■ AIM
Please reproduce the entries from the line with "Please locate any car" up to and including the line with "[219,296,242,450]", substituting "marquee" for "tent" and leaving everything else unchanged.

■ LISTED RECORDS
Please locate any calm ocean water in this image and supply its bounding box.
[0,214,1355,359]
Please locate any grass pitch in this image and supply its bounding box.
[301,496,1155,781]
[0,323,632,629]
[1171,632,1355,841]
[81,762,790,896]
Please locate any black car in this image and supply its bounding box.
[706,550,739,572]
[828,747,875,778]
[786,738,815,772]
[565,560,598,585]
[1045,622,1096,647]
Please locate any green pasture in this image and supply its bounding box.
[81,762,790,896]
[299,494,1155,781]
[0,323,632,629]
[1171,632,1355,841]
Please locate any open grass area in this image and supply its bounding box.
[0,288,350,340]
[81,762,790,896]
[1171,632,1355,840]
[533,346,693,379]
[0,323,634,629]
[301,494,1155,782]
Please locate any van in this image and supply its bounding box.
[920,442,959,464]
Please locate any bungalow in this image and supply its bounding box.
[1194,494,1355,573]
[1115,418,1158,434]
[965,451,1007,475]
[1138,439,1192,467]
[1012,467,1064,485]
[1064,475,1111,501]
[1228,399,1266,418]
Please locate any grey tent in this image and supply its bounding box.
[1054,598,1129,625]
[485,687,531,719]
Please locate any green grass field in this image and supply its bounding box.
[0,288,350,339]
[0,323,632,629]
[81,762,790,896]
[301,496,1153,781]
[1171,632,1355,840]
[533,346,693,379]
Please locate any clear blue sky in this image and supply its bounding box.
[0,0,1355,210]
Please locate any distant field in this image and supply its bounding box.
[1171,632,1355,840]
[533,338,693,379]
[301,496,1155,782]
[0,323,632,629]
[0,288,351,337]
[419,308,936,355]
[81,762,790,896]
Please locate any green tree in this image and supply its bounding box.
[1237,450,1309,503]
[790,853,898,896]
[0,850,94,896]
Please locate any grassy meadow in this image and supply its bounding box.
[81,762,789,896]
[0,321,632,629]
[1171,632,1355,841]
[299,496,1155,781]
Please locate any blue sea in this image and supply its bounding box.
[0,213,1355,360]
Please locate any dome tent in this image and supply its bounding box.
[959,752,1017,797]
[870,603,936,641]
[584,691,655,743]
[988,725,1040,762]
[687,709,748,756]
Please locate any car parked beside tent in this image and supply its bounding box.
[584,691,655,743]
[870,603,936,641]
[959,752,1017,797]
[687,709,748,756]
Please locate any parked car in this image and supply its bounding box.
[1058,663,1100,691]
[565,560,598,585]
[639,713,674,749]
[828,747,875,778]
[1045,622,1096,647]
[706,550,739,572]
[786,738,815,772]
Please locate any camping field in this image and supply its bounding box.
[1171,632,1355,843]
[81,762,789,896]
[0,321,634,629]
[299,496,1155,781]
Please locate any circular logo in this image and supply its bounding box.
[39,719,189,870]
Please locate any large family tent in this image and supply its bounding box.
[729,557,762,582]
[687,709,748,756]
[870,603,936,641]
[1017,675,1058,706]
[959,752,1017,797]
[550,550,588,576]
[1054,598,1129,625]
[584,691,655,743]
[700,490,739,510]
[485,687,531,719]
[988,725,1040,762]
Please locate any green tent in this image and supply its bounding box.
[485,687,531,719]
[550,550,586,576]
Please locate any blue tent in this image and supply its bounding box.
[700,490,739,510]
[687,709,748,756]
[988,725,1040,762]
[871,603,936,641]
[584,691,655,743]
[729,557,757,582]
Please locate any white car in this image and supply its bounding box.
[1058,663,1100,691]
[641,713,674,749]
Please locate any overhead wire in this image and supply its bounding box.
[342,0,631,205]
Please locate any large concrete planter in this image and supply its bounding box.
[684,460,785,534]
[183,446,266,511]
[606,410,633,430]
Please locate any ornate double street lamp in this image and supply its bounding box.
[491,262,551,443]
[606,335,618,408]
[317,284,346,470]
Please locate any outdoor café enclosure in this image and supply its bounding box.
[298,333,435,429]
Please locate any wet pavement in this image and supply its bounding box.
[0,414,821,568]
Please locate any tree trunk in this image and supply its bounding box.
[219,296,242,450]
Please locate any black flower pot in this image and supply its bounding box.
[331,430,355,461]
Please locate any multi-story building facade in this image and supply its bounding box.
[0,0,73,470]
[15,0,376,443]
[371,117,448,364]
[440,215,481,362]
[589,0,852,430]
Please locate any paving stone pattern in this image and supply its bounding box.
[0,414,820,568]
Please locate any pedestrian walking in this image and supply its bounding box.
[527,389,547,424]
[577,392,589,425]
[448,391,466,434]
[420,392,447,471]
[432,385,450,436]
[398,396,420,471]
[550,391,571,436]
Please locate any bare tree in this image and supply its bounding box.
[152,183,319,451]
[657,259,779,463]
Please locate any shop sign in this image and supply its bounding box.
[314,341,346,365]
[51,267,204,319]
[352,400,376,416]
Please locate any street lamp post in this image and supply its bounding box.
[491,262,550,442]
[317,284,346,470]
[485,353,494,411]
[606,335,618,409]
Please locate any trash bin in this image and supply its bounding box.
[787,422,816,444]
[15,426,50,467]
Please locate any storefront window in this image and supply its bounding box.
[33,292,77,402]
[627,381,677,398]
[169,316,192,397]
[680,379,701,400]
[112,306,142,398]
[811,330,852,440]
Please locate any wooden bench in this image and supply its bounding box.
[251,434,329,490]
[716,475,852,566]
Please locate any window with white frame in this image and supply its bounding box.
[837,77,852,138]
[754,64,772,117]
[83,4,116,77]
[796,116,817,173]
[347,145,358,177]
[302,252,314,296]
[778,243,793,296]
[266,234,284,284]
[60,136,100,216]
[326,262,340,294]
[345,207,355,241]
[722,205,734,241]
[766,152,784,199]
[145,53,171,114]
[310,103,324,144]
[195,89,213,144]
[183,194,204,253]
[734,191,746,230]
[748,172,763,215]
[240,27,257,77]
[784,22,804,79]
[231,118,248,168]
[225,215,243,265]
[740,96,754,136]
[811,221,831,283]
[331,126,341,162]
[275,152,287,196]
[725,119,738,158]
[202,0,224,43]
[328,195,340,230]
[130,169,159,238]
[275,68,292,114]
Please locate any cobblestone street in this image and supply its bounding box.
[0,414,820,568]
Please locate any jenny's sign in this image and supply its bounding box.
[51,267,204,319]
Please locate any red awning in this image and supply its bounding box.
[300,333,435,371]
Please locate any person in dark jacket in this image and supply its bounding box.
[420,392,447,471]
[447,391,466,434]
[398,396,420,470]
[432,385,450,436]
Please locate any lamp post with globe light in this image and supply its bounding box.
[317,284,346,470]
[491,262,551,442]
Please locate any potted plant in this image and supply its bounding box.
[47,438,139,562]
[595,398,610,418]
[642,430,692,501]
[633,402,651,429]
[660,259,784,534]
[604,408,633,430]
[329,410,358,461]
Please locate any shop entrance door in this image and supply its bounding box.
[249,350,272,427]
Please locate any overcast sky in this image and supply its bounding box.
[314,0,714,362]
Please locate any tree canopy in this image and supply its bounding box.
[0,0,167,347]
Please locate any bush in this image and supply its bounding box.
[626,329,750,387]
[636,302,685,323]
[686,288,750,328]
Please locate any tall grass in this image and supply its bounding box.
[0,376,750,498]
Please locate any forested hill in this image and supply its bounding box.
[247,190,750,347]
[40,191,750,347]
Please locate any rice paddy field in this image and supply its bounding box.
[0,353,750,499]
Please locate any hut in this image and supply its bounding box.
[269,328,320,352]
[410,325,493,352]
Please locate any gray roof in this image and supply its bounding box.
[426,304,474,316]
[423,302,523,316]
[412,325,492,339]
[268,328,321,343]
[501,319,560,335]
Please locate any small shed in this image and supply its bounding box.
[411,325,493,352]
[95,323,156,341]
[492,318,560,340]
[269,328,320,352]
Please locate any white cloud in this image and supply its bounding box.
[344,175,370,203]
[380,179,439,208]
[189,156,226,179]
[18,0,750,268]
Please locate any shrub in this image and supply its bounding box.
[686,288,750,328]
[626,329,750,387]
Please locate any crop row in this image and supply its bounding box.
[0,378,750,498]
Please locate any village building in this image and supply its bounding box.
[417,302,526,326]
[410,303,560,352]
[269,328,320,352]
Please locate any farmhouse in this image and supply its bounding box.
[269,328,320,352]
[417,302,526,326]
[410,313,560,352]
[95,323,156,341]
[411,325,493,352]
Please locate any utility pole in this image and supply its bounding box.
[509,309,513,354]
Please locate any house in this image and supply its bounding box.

■ WRITTEN ANSWER
Please locate any car parked beside marquee in this image and supply its bounding box.
[584,691,655,743]
[870,603,936,641]
[959,752,1017,797]
[687,709,748,756]
Please locate any parked car in this image and supply its bounding box.
[1058,663,1100,691]
[565,560,598,585]
[639,713,674,749]
[828,747,875,778]
[1045,622,1096,647]
[706,550,739,572]
[786,738,815,772]
Please locate any camping field in this image and supply its bounding box.
[1171,632,1355,843]
[81,762,789,896]
[0,321,634,629]
[299,496,1155,781]
Please locate any circular logo in this image and supply its bounding box.
[39,719,189,870]
Please locate any large family marquee in this image and supply its bounding box.
[729,557,762,582]
[687,709,748,756]
[870,603,936,641]
[1017,675,1058,706]
[959,752,1017,797]
[550,550,588,576]
[1054,598,1129,625]
[584,691,655,743]
[700,490,739,510]
[485,687,531,719]
[988,725,1040,762]
Please locate any green marquee in this image and supply its bounding box.
[485,687,531,719]
[550,550,586,576]
Please locate any blue marquee in this image and supply its bounding box.
[700,490,739,510]
[687,709,748,756]
[988,725,1040,762]
[871,603,936,641]
[584,691,655,743]
[729,557,757,582]
Please locate any white car in this image and supply its bounding box.
[1058,663,1100,691]
[641,713,674,749]
Please locate any overhead wire in this image and supply its bounding box.
[342,0,631,205]
Please locate any large concrete planter in this image and supply its bounding box.
[684,460,785,534]
[183,446,266,511]
[606,410,633,430]
Please locate any ornate double street lamp in this image and supply its bounding box.
[491,262,551,443]
[606,335,618,408]
[317,284,346,470]
Please locate any outdoor café enclosure in this image and supply its bounding box.
[298,333,435,429]
Please locate any wet pavement in this image and supply its bounding box.
[0,414,821,568]
Please locate any tree trunk in this image and supply its bounding box.
[219,296,242,450]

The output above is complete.